:: RECORDS FOR THE EXERCISE ::

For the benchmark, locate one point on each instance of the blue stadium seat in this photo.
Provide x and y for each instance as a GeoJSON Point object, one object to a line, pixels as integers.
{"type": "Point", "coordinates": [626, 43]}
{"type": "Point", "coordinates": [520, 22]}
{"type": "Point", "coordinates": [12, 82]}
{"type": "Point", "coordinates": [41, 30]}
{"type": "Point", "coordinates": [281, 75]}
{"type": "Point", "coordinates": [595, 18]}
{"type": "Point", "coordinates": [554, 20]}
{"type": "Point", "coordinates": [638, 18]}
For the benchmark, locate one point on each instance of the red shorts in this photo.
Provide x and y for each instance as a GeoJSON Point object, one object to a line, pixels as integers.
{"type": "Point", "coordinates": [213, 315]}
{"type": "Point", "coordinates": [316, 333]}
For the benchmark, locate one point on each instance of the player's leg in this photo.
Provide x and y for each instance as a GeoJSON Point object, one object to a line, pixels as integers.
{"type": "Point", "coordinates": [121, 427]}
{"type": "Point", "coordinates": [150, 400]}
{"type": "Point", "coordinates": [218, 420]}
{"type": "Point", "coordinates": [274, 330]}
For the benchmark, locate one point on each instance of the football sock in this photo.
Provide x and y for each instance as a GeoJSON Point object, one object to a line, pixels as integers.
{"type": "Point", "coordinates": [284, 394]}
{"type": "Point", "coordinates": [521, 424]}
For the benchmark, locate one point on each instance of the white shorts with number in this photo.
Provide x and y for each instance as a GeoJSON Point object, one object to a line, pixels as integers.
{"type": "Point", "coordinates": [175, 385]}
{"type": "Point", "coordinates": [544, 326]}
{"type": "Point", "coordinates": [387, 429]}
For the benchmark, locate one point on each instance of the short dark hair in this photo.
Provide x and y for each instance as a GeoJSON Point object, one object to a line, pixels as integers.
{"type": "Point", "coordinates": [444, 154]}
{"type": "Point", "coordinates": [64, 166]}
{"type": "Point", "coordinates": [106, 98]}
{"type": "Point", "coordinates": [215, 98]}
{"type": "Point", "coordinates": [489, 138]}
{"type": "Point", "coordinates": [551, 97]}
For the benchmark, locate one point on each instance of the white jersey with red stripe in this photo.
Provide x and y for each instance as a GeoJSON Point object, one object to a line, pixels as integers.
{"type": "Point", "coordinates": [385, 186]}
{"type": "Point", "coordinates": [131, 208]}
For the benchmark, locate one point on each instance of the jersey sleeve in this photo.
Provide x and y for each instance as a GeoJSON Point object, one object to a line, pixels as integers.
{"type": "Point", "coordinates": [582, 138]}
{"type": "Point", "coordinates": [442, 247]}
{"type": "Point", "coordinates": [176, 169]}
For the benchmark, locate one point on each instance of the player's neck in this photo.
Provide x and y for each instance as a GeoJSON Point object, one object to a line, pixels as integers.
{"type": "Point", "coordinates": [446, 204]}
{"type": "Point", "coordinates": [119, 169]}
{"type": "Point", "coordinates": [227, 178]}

:::

▶ REQUIREMENT:
Lay out every line of the material above as a Markdown table with two columns, Row and Material line. Number the rows in order and leave out blank lines.

▶ REPLY:
| Row | Material line |
|---|---|
| 1 | For the benchmark, locate one point on each instance of the blue stadium seat in this photo. |
| 2 | Provide x and y for each instance as a GeoJSON Point object, one object to a line, pixels as integers. |
| 3 | {"type": "Point", "coordinates": [626, 43]} |
| 4 | {"type": "Point", "coordinates": [520, 22]} |
| 5 | {"type": "Point", "coordinates": [12, 82]} |
| 6 | {"type": "Point", "coordinates": [41, 30]} |
| 7 | {"type": "Point", "coordinates": [281, 75]} |
| 8 | {"type": "Point", "coordinates": [595, 18]} |
| 9 | {"type": "Point", "coordinates": [554, 20]} |
| 10 | {"type": "Point", "coordinates": [638, 18]} |
| 11 | For the benchmark, locate one point on each instance of the red shorts in this photo. |
| 12 | Provide x and y for each instance as a GeoJSON Point object, one object to a line, pixels as integers. |
| 13 | {"type": "Point", "coordinates": [213, 315]} |
| 14 | {"type": "Point", "coordinates": [316, 333]} |
| 15 | For the benchmark, locate one point on each instance of the player's leg in this photo. |
| 16 | Provide x and y for each instance as a GeoJSON Point object, one object to a line, pixels as integers. |
| 17 | {"type": "Point", "coordinates": [121, 427]} |
| 18 | {"type": "Point", "coordinates": [150, 400]} |
| 19 | {"type": "Point", "coordinates": [218, 420]} |
| 20 | {"type": "Point", "coordinates": [274, 330]} |
| 21 | For the benchmark, locate one point on each instance of the football sock in this photo. |
| 22 | Provide x and y for each instance as a GeoJSON Point object, one object to a line, pixels as integers. |
| 23 | {"type": "Point", "coordinates": [284, 394]} |
| 24 | {"type": "Point", "coordinates": [521, 424]} |
| 25 | For the benchmark, locate one point on each instance of the white shorts with number in this photo. |
| 26 | Provide x and y for each instance as a GeoJSON Point object, one object to a line, pixels as integers. |
| 27 | {"type": "Point", "coordinates": [175, 385]} |
| 28 | {"type": "Point", "coordinates": [544, 326]} |
| 29 | {"type": "Point", "coordinates": [387, 429]} |
| 30 | For the benchmark, locate one point on each instance of the short dark hair in this photo. |
| 31 | Provide x and y for each instance as a GeoJSON Point object, one object to a line, pixels as integers. |
| 32 | {"type": "Point", "coordinates": [444, 154]} |
| 33 | {"type": "Point", "coordinates": [64, 166]} |
| 34 | {"type": "Point", "coordinates": [106, 98]} |
| 35 | {"type": "Point", "coordinates": [215, 98]} |
| 36 | {"type": "Point", "coordinates": [489, 138]} |
| 37 | {"type": "Point", "coordinates": [551, 97]} |
| 38 | For the benchmark, locate one point on each instance of the white jersey with red stripe in this photo. |
| 39 | Provide x and y for each instance as a GeoJSON Point object, one object to a line, pixels as integers. |
| 40 | {"type": "Point", "coordinates": [385, 186]} |
| 41 | {"type": "Point", "coordinates": [131, 208]} |
| 42 | For the benchmark, locate one point on each instance of the jersey sleeve in this photo. |
| 43 | Provide x and y for each instance as a GeoJSON Point object, one object to a line, pixels as integers. |
| 44 | {"type": "Point", "coordinates": [582, 138]} |
| 45 | {"type": "Point", "coordinates": [442, 247]} |
| 46 | {"type": "Point", "coordinates": [176, 169]} |
| 47 | For the benchmark, locate one point on each instance of the player's neck in this photo. |
| 48 | Provide x and y for each instance as a GeoJSON Point object, one object to a line, pixels as integers. |
| 49 | {"type": "Point", "coordinates": [446, 204]} |
| 50 | {"type": "Point", "coordinates": [119, 169]} |
| 51 | {"type": "Point", "coordinates": [227, 178]} |